Task requirements – In how many lines of the records below does the word "positive" appear? Answer with the number alone.

-------- Records provided --------

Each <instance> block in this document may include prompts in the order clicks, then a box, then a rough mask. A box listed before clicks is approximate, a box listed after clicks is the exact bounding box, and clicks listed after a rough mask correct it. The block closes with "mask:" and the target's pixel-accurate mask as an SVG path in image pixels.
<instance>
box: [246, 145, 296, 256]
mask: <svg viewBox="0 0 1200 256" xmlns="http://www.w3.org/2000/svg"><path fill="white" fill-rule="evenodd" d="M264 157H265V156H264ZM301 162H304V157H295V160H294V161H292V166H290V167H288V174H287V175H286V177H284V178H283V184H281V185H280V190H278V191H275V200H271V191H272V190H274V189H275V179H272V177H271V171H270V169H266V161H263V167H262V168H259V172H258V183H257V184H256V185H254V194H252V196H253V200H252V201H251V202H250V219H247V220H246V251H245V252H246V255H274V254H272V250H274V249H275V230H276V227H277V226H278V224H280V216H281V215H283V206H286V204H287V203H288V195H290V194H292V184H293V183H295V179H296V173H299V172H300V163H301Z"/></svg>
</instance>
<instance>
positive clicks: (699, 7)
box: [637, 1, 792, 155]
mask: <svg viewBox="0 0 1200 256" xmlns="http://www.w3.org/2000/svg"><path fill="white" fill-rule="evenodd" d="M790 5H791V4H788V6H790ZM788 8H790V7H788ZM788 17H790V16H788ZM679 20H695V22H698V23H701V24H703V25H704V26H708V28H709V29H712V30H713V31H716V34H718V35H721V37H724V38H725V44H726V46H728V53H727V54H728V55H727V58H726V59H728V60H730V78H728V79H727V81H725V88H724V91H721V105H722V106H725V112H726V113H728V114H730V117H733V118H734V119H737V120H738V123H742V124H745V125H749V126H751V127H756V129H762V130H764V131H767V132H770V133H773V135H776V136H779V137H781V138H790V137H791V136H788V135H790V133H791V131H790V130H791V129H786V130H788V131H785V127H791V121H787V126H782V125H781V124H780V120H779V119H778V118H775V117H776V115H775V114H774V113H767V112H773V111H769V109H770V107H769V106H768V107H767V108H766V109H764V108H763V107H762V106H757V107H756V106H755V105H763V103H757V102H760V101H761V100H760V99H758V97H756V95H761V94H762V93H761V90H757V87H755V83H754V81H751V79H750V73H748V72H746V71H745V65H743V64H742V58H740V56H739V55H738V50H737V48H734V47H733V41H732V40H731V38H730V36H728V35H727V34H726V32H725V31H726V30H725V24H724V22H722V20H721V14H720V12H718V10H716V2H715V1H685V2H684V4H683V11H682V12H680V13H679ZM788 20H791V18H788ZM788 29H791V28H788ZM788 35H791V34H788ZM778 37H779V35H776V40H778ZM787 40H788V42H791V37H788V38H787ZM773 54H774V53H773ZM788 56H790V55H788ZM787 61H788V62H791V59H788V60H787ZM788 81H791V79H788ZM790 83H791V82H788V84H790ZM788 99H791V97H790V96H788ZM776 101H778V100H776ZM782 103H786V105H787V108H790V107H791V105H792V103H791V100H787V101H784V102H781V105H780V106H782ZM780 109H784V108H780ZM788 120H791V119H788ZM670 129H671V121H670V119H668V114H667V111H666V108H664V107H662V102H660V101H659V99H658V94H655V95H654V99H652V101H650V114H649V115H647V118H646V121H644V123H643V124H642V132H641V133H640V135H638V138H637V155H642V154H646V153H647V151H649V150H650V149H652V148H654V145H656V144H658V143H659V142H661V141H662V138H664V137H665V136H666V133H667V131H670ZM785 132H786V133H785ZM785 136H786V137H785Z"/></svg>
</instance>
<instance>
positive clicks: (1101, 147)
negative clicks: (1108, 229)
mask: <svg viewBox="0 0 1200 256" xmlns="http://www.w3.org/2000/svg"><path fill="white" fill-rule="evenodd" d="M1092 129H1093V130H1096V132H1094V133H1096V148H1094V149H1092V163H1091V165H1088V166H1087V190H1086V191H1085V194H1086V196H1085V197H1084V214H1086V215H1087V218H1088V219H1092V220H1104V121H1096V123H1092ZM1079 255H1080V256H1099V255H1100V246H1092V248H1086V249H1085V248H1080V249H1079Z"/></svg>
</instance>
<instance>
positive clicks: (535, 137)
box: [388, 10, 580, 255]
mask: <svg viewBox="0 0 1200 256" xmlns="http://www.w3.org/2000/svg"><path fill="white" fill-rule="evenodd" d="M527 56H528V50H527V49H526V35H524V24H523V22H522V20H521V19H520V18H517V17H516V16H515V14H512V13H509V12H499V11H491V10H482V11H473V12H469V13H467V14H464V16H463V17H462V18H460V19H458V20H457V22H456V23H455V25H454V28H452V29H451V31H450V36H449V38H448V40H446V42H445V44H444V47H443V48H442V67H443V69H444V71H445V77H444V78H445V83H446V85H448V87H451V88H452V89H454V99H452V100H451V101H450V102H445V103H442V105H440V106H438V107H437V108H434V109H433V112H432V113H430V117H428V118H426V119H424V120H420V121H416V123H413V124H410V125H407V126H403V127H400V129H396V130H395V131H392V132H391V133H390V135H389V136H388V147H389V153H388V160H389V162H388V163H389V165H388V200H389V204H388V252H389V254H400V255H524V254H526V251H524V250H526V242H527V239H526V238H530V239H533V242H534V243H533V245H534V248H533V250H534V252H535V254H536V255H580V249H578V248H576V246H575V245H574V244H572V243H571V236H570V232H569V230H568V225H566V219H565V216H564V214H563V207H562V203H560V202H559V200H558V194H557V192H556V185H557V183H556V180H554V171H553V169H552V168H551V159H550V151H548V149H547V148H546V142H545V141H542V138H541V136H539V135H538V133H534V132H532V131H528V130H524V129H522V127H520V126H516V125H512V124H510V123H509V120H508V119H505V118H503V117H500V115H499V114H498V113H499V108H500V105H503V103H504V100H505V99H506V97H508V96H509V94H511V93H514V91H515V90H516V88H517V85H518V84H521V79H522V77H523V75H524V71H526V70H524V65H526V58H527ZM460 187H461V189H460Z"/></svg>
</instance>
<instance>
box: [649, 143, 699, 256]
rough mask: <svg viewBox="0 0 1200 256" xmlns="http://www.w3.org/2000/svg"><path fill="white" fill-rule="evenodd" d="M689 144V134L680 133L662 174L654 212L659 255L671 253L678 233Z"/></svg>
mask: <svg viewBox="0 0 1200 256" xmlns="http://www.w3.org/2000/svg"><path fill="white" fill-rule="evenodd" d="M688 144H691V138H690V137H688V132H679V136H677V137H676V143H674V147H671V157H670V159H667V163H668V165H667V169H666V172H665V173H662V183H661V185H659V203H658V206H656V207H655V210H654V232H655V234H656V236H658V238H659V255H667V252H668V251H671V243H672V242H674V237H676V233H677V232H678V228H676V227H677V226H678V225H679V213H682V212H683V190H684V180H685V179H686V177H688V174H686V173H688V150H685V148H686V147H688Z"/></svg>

--------

Your response – 3